[Document section start]
On our way back to the hotel we stopped off at an Internet
access shop and sent email messages describing what we had
just seen to friends and colleagues in the U.S. The
juxtaposing of ancient and Internet culture within a few
blocks of each other was dazzling. Nearly every town
we visited in India and Nepal displayed signs over
storefronts on nearly every block offering Internet access,
email, and letter writing services. This was
surprising to us. We like many Americans, wrongfully
thought of India as backward, primitive, and a country of
snake charmers and elephants before our visit. What we
found everywhere we went was English speaking intelligent,
educated, and charming people with a insatiable desire to
better themselves.
Because of difficulties in arranging our departure from
Katmandu we were stranded in Nepal for several days.
To creatively use our time we arranged for a two day trip to
a Tiger preserve. On the drive down to the lowlands
from the Himalayas we passed through many poverty stricken
villages. Some of these villages were so poor that the
major employment was making gravel, by hand. Men and
women could be seen from the road breaking softball sized
rocks into smaller rocks with hammers. The smaller
rocks were passed on to the next person in a line of workers
who would break the rocks into every smaller bits until, at
the end of the line, gravel was produced. These
workers lived on mud huts with doorways, but no doors.
The huts had windows, but no window covering. Inside
the huts there was little or no furniture. The stove
was made of mud and about a foot square. Twigs were
used to heat the cooking pot. The people slept on mats
on the floor. This was poverty unlike any I had ever
seen.
Out of these huts, as we passed by them in the early
morning, emerged children in British style school uniforms.
Perfectly white shirts, dark blue pants or skirts and a dark
blue blazer with polished shoes adorned the children.
Many carried backpacks or briefcases. Some had books
tied together with rope. We asked our driver about the
children and about how the parents could afford such
uniforms. We were told that the parents of every child
we saw wanted their child to grow up and become the next
Bill Gates. He explained that the parents would make
any sacrifice to ensure that their children were educated.
Education was seen as the means of ensuring that their
children would never have to make gravel by hand.
On this trip, I wrote all of my travel notes on a PDA
with a detachable keyboard. Everywhere I traveled in
India, people would come up to me and demand a demonstration
of the technology I was using. At the end of the
demonstration they requested specific details on how they
could obtain such a PDA.
[Document section end]
[Dataset excerpt start]
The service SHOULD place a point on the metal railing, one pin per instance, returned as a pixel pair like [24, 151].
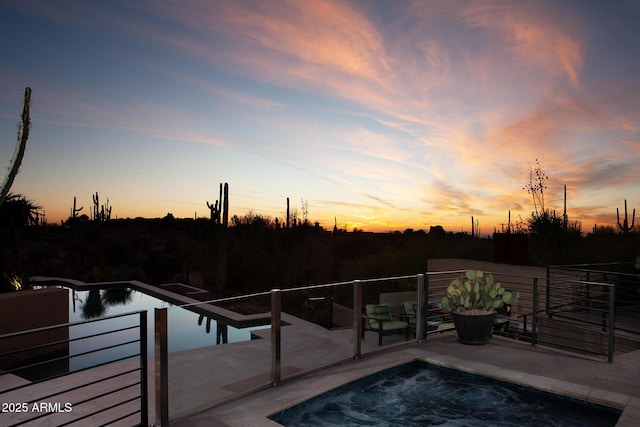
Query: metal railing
[63, 386]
[Dataset excerpt end]
**Task prompt**
In the travel account about India and Nepal, copy word for word everything from "On our way back" down to "better themselves.".

**Answer for this exercise**
On our way back to the hotel we stopped off at an Internet
access shop and sent email messages describing what we had
just seen to friends and colleagues in the U.S. The
juxtaposing of ancient and Internet culture within a few
blocks of each other was dazzling. Nearly every town
we visited in India and Nepal displayed signs over
storefronts on nearly every block offering Internet access,
email, and letter writing services. This was
surprising to us. We like many Americans, wrongfully
thought of India as backward, primitive, and a country of
snake charmers and elephants before our visit. What we
found everywhere we went was English speaking intelligent,
educated, and charming people with a insatiable desire to
better themselves.